* Directions for this task *
Copy every entry below word for word, leaving out the pictures.
::: Exercise material
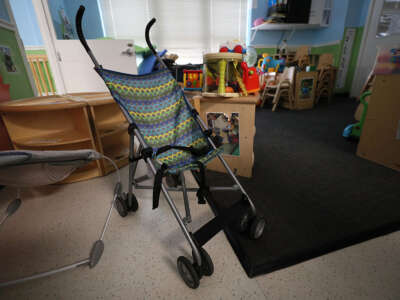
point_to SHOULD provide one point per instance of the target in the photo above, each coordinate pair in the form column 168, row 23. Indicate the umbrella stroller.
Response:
column 24, row 168
column 172, row 139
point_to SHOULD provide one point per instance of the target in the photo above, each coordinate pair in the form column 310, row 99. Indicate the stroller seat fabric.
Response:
column 158, row 107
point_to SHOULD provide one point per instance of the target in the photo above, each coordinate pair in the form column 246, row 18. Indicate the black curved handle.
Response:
column 78, row 24
column 147, row 35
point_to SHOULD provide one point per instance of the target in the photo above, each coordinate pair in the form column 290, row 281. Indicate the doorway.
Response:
column 382, row 30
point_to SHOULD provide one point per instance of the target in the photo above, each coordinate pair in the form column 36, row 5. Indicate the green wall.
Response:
column 19, row 82
column 336, row 51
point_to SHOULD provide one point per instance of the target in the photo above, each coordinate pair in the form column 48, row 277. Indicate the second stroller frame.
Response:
column 191, row 273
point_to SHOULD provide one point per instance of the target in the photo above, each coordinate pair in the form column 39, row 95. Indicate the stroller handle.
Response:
column 147, row 35
column 78, row 24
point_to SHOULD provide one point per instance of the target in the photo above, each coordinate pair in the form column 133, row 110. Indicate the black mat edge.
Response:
column 254, row 270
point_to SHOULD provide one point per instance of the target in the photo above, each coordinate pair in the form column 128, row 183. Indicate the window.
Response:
column 389, row 21
column 188, row 28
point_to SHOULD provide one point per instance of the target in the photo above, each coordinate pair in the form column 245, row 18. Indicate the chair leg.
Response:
column 188, row 217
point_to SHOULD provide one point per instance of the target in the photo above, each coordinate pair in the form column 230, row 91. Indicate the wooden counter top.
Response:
column 235, row 100
column 47, row 103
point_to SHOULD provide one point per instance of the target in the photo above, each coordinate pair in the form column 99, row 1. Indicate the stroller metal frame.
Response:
column 97, row 247
column 196, row 240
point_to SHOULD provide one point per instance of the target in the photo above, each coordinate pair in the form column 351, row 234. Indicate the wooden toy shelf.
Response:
column 70, row 122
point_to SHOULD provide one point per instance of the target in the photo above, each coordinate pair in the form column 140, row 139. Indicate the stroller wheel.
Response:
column 257, row 228
column 207, row 266
column 121, row 206
column 135, row 204
column 173, row 180
column 188, row 272
column 244, row 221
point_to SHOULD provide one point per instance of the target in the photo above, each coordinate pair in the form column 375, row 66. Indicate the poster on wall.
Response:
column 7, row 60
column 345, row 58
column 225, row 127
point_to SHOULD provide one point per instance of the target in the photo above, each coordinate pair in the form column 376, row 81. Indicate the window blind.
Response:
column 188, row 28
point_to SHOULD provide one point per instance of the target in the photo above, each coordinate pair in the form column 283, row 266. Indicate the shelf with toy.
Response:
column 227, row 75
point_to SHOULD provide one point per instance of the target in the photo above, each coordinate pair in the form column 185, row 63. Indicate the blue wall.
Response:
column 3, row 11
column 357, row 13
column 345, row 13
column 25, row 18
column 91, row 23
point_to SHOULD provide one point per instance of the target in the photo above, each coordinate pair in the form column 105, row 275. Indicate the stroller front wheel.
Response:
column 121, row 206
column 207, row 266
column 188, row 272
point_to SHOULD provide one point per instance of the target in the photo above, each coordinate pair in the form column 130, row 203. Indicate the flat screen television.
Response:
column 289, row 11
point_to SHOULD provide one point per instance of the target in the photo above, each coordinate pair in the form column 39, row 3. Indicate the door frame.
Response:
column 12, row 26
column 48, row 34
column 367, row 28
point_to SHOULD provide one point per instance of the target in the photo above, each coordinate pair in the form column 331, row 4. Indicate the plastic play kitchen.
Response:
column 193, row 80
column 227, row 75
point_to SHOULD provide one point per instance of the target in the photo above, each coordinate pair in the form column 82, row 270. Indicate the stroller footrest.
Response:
column 215, row 225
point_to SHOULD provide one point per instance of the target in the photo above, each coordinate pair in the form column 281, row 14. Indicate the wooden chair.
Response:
column 285, row 88
column 326, row 77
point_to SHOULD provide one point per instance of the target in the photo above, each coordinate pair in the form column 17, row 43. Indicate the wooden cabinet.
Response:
column 70, row 122
column 51, row 123
column 109, row 126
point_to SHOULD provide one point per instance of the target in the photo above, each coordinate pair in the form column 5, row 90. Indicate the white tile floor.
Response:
column 57, row 225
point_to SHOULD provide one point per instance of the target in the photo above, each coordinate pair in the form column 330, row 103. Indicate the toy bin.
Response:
column 223, row 75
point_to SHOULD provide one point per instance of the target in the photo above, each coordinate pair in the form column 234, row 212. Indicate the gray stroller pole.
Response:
column 61, row 158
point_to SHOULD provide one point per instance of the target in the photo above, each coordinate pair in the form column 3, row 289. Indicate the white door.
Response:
column 382, row 29
column 72, row 68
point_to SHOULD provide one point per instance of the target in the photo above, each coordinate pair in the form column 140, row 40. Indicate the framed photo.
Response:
column 226, row 128
column 6, row 59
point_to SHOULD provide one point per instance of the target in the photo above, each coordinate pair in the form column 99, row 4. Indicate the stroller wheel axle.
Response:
column 257, row 227
column 188, row 272
column 122, row 204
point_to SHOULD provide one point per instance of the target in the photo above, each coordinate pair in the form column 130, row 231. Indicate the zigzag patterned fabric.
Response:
column 156, row 104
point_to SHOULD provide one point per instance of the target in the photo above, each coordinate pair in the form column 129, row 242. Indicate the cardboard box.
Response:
column 380, row 138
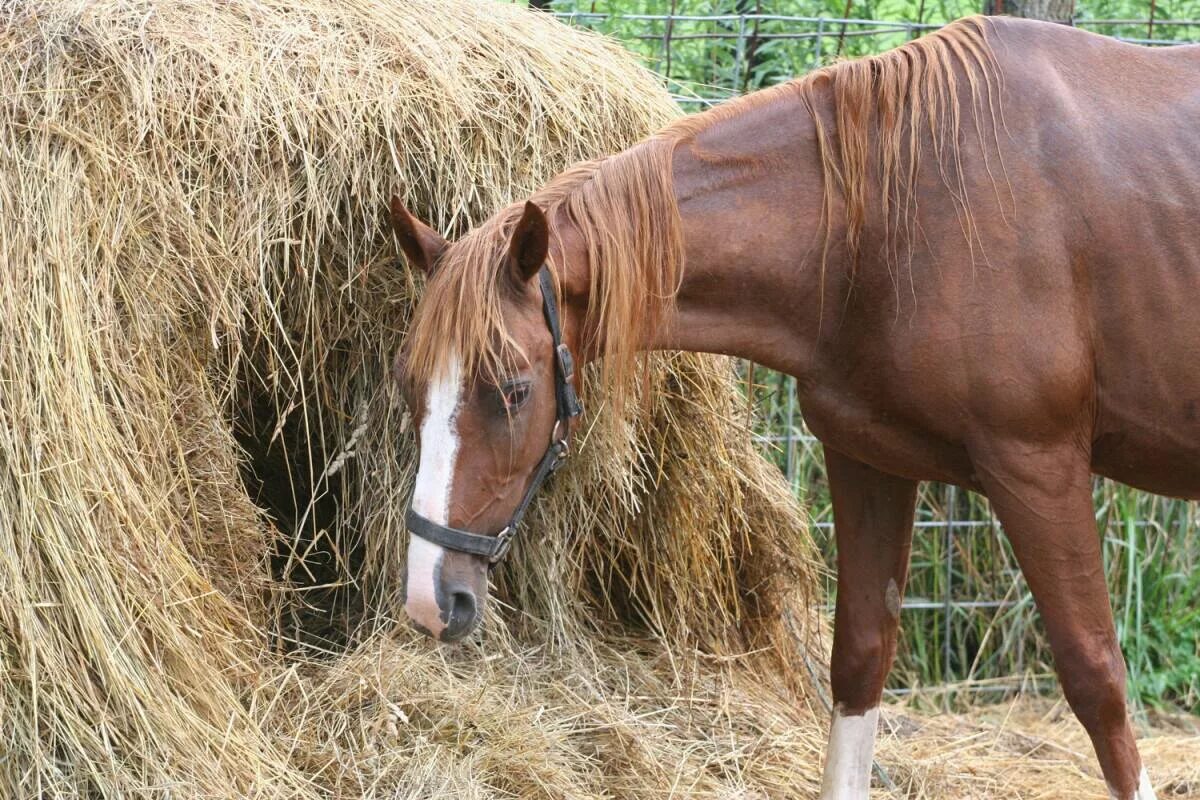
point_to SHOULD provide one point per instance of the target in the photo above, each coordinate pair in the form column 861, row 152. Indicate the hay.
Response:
column 205, row 464
column 1025, row 750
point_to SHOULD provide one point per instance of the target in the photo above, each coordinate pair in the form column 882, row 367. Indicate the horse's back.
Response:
column 1107, row 152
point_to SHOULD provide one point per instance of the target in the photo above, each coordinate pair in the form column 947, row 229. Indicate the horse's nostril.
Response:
column 463, row 612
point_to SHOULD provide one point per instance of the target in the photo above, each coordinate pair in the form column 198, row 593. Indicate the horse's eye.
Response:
column 514, row 395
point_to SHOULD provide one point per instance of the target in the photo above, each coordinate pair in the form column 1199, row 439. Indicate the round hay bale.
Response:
column 207, row 464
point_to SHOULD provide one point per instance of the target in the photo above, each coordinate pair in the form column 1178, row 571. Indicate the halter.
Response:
column 496, row 547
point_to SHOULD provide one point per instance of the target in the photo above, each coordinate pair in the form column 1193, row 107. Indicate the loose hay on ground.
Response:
column 205, row 465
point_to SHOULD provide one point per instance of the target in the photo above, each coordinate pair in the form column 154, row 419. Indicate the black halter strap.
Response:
column 495, row 547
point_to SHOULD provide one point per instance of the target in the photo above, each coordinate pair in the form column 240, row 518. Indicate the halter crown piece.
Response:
column 497, row 546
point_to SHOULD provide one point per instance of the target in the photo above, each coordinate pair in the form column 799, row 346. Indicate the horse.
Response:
column 978, row 256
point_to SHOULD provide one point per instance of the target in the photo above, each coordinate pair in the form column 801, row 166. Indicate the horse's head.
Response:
column 491, row 388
::::::
* Final result *
point_to SHOULD provide one point per instance of the target in the photo above, each coordinate pair in the form column 168, row 23. Indicate the umbrella stroller.
Response:
column 24, row 168
column 172, row 139
point_to SHOULD provide one point per instance of the target in the photo above, each coordinate pair in the form column 310, row 99. Indicate the stroller seat fabric.
Response:
column 158, row 107
point_to SHOULD provide one point per instance of the target in the photo above, each coordinate pair in the form column 246, row 18. Indicate the black curved handle.
Response:
column 78, row 24
column 147, row 35
point_to SHOULD provide one point per instance of the target in the photo above, each coordinate pair in the form column 290, row 281. Indicate the doorway.
Response:
column 382, row 30
point_to SHOULD provide one point per instance of the target in the photo above, each coordinate pair in the form column 36, row 5. Indicate the green wall.
Response:
column 19, row 82
column 336, row 51
point_to SHOULD provide one point per instance of the target in the photo above, each coordinate pair in the form column 48, row 277. Indicate the second stroller frame.
Response:
column 191, row 273
point_to SHOULD provide one point per instance of the target in the photo above, each coordinate pair in the form column 39, row 95. Indicate the stroller handle.
Response:
column 147, row 35
column 78, row 24
point_to SHOULD provide one point per instance of the target in the photo above, each coordinate pair in the form column 133, row 110. Indicate the black mat edge.
Response:
column 254, row 270
point_to SHOULD provide one point per instance of the target in the photo above, each coordinate pair in the form column 128, row 183. Indicate the window.
Response:
column 389, row 21
column 188, row 28
point_to SHOULD provide one point per instance of the target in the photo above, each coordinate pair in the form column 245, row 18. Indicate the chair leg.
Response:
column 188, row 217
point_to SHOULD provide one point per instance of the target in the photo above, each coordinate pair in the form column 230, row 91. Indicate the wooden counter top.
Response:
column 235, row 100
column 47, row 103
point_to SHOULD provide one point per instance of the target in the photo above, each coordinate pair in the form column 99, row 1. Indicate the stroller metal frame.
Response:
column 97, row 247
column 196, row 240
point_to SHOULD provide one point per instance of the target in the photo above, each coordinate pair in the form column 351, row 234. Indicate the wooden toy shelf.
Response:
column 70, row 122
point_to SHOULD provide one point per instance of the target in the photo above, each coordinate pair in the form column 140, row 139. Indicate the stroller wheel.
Response:
column 257, row 228
column 207, row 266
column 121, row 206
column 135, row 204
column 173, row 180
column 188, row 272
column 244, row 221
point_to SHOULD provide one point per instance of the target in the photo above, each coordinate pair in the form column 375, row 66. Indicate the poster on wall.
Response:
column 7, row 60
column 345, row 58
column 225, row 127
point_to SHOULD provide one point per instance of the target in the photo above, each coordinate pair in the form column 376, row 81. Indicate the window blind.
Response:
column 188, row 28
point_to SHOULD provide one point per instance of the target in the photo above, each coordinate pair in the form column 283, row 266. Indicate the shelf with toy.
Response:
column 227, row 75
point_to SHOULD provide one point per instance of the target in the photo above, each coordinate pair in the form column 185, row 63. Indicate the blue wall.
Response:
column 3, row 11
column 357, row 13
column 345, row 13
column 25, row 18
column 91, row 23
point_to SHOULD provide one point per instance of the target in the photo above, each coordinate pair in the form column 105, row 275. Indicate the stroller front wheel.
Response:
column 121, row 206
column 207, row 266
column 188, row 272
point_to SHOULD provide one point per instance of the target in the photo above, each coordinate pair in the form column 130, row 203. Indicate the flat screen television.
Response:
column 289, row 11
point_to SHOULD provide one point per instance of the target in the photo above, each coordinate pair in the form column 39, row 3. Indicate the door frame.
Response:
column 12, row 26
column 48, row 34
column 367, row 28
point_to SHOULD provide one point per instance of the target in the photo above, each coordinate pair in the form column 331, row 4. Indicate the plastic play kitchen.
Response:
column 193, row 80
column 227, row 75
point_to SHOULD provide one point per instance of the target in the photo above, each coordinate pair in the form column 82, row 270. Indicate the stroller footrest.
Response:
column 215, row 225
point_to SHOULD provide one point per instance of the target in the photo above, each coordinate pair in the form column 281, row 14. Indicate the wooden chair.
Response:
column 285, row 88
column 326, row 77
point_to SHOULD provide one point per instance of the target in the photo above, each coordinate pair in the form column 17, row 43. Indicate the wooden cabinet.
Response:
column 70, row 122
column 51, row 123
column 109, row 126
point_to SHOULD provide one point per instance of the target in the photo above, each coordinate pair in the form column 5, row 90. Indicate the white tile floor.
Response:
column 57, row 225
point_to SHOULD provide one point per instance of the target in the photo above, each coordinate pair in the form column 330, row 103. Indicate the toy bin.
Response:
column 223, row 75
point_to SHOULD provide one point per instance of the target in the photo above, each coordinate pair in the form column 234, row 212. Indicate the gray stroller pole.
Response:
column 61, row 158
point_to SHOULD provide one point per instance of the target in the photo above, each coordinate pair in the form column 3, row 289. Indicate the white door.
Response:
column 382, row 29
column 72, row 68
point_to SHOULD provide one point per instance of the target in the photo above, each coordinate pair in the form column 140, row 40. Indicate the framed photo.
Response:
column 226, row 128
column 6, row 59
point_to SHOULD provide one point per instance of the target in the photo above, each coordinate pair in the form column 99, row 4. Indicate the stroller wheel axle.
Response:
column 257, row 227
column 188, row 272
column 122, row 204
point_to SHOULD provide one point per instance of the target in the photo above, each coordinate pair in the form column 130, row 231. Indicate the zigzag patterned fabric.
Response:
column 156, row 104
point_to SHOULD provide one point per instance of the target in the photo above, each coordinate pair in the form column 129, row 242. Indicate the cardboard box.
Response:
column 380, row 138
point_to SHOULD provide one point per instance of the target in the photo above, each coordinate pair in the form column 861, row 152. Indicate the hay.
Response:
column 205, row 464
column 1025, row 750
point_to SHOULD provide one point per instance of the target in the photo above, each coordinate pair in the form column 882, row 367. Indicate the horse's back.
Response:
column 1107, row 152
point_to SHOULD provide one point per instance of the target in the photo above, each coordinate pair in the form column 947, row 229. Indicate the horse's nostril.
Response:
column 463, row 612
point_to SHOULD provide one point per instance of the target in the photo above, each coordinate pair in the form column 198, row 593. Indicate the horse's eye.
Response:
column 514, row 395
point_to SHOULD provide one point per instance of the target in the photo above, each coordinate pair in the form column 1199, row 439. Indicate the round hay bale.
Response:
column 207, row 464
point_to SHOULD provide one point per instance of the target in the photo above, each coordinate pair in the form column 1178, row 571. Indicate the halter.
Response:
column 496, row 547
point_to SHOULD provide one point per instance of the target in the photo above, each coordinate pair in the form column 1193, row 107. Indicate the loose hay on ground.
Response:
column 205, row 465
point_to SHOULD provide one point per instance of the target in the photo above, each coordinate pair in the form column 154, row 419. Indicate the black halter strap.
Response:
column 495, row 547
point_to SHOULD provide one point per instance of the target in the photo above, each coordinate pair in the form column 240, row 518. Indicate the halter crown piece.
Response:
column 497, row 546
point_to SHOULD provide one point per instance of the target in the photo above, each coordinate pair in the form column 799, row 346. Indicate the horse.
Response:
column 978, row 256
point_to SHOULD provide one point per instance of the target in the photo above, each coordinate pair in the form column 801, row 166. Indicate the horse's head.
Response:
column 491, row 388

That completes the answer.